* start DATASET ENTRIES *

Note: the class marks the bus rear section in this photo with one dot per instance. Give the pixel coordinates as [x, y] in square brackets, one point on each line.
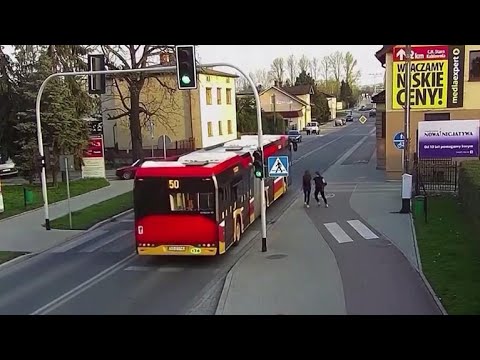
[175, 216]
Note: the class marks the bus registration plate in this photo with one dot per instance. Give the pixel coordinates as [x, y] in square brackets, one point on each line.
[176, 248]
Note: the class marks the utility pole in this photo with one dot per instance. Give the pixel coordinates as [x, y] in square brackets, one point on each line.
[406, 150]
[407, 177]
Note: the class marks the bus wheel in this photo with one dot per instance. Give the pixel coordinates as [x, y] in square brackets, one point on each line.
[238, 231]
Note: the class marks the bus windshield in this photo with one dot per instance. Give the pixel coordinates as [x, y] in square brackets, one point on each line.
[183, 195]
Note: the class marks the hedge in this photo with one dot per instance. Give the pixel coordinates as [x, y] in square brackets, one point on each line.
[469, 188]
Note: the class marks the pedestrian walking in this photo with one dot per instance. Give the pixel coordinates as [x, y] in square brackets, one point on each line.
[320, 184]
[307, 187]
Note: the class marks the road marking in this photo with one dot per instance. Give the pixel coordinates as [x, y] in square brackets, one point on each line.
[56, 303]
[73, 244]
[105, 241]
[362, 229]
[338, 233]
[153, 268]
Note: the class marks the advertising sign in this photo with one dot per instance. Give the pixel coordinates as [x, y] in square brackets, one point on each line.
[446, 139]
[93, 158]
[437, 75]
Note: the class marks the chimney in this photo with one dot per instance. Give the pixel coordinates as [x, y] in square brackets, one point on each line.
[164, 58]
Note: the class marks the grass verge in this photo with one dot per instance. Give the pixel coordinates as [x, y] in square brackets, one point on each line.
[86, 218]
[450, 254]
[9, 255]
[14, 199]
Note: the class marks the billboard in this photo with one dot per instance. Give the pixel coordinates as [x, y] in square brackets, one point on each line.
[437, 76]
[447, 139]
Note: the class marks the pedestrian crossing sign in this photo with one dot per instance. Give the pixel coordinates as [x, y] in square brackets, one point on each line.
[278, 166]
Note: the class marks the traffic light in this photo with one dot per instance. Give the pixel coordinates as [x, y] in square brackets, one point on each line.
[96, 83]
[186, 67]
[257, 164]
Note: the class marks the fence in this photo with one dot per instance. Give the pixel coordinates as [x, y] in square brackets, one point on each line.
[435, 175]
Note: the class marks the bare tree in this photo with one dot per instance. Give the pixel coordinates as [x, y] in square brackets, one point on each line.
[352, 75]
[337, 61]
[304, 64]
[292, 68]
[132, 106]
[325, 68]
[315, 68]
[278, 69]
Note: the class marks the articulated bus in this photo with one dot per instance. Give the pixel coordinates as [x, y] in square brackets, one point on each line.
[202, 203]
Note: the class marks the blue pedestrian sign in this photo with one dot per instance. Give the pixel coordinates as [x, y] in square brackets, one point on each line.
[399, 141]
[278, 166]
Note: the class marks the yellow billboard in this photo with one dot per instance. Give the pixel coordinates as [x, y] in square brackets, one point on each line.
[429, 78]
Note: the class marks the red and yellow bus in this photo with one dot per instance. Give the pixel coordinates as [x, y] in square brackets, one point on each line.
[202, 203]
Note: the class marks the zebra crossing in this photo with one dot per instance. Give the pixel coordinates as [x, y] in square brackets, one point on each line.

* end DATASET ENTRIES *

**DIRECTIONS FOR THIS TASK:** Switch each "dot" in the rows above to "marker", and write out all the rows again with nothing else changed. Leave the pictures out of your answer.

**EXERCISE OUTPUT:**
Note: the class marks the bus rear section in this photo with one marker per instance. Give the pixel coordinates as [x, y] in square brackets, one point on each line.
[175, 216]
Note: the class marks the bus registration plate in this photo with one marker per instance. Give the pixel coordinates as [x, y] in square brackets, one point on each line.
[176, 248]
Note: the class marks the utility pole in this photo with one marker per instance. Give the pixel coordinates as [x, y] in square brackets, one point on each line.
[406, 150]
[407, 177]
Note: the class marks the bus wheel in this photo with one marker per instance. Give the pixel coordinates as [x, y] in square brackets, one point on each line.
[238, 231]
Note: the class marks the bus windshield in this photo with one marker per instance. Give the pixel coordinates as [x, y] in square brackets, one point on each line.
[183, 195]
Note: the class marks the hedge in this photo with one marker per instance. Give the pixel coordinates as [x, y] in square brackets, one point on each line.
[469, 188]
Note: the class marks the pedestrian walking in this photo with one marker per instance. Give the pixel coordinates as [x, y] in square brackets, one point on each line.
[320, 184]
[307, 187]
Note: the class marks the road marking in this photo with one marker per instance. Give the pixel coordinates as [x, y] in square brackets, one point on each line.
[56, 303]
[73, 244]
[105, 241]
[362, 229]
[338, 233]
[153, 268]
Note: the class marks the advertising sign in this photo with one marker per instance. Give the pixel coordinates as [x, y] in square brackets, one point on each line.
[446, 139]
[93, 158]
[437, 75]
Note: the class marks the chimney in this photo with one marker per instance. Give the pixel coordinates as [x, y] in square brackets, one point on each line.
[164, 58]
Note: the class marks the grass verge in this photo with one marker per instance. Give the pixel coordinates as [x, y] in square brackets, one point on each line.
[86, 218]
[450, 254]
[9, 255]
[14, 199]
Note: the class marks the billboard in this photo with one marker per instance. Give the pixel coordinates as [x, y] in square brackets, one point on each line.
[437, 76]
[447, 139]
Note: the class marks the pedestrian crossing sign in this photo with one marker per instance. Give the pixel coordinates as [x, y] in square brackets, one point on each line.
[278, 166]
Note: the class marks the traffic light in this photo with one marker per instance. Give the pixel coordinates as [x, y] in square brackets, one point on each line.
[96, 83]
[186, 67]
[257, 164]
Note: the class marks the fence in this photo with one marker per instance. Give the pixel coordinates as [x, y] in square brackets, one point on each line.
[435, 175]
Note: the class marks the bare tree in this photo with one marker per instance. Give the pixel coordinates as [x, y] in square brackets, one point on each line.
[352, 75]
[337, 61]
[304, 64]
[292, 68]
[132, 106]
[325, 68]
[315, 68]
[278, 69]
Note: the class marks the articulated bus in this photo with one marker per instance. Give the pixel coordinates as [x, y] in square brackets, one point on each line.
[202, 203]
Note: the class marks the blue pedestrian sign in this photo with one marker per instance. Give the pixel coordinates as [x, y] in square brackets, one point on each line.
[399, 141]
[278, 166]
Note: the class marks the yellow billboard in this photo with one marker per instance. Give the pixel coordinates as [x, y] in square brackets, one point on each line.
[429, 78]
Note: the class marks the red and yellow bus in this photo with one marker per instance. Give the pixel coordinates as [x, y] in square brackets, one point on each line.
[202, 203]
Note: the class marks the zebra crossing in this photo with one marker per instance. Give the pixel coordinates as [x, y] in square brackets, one point on each line.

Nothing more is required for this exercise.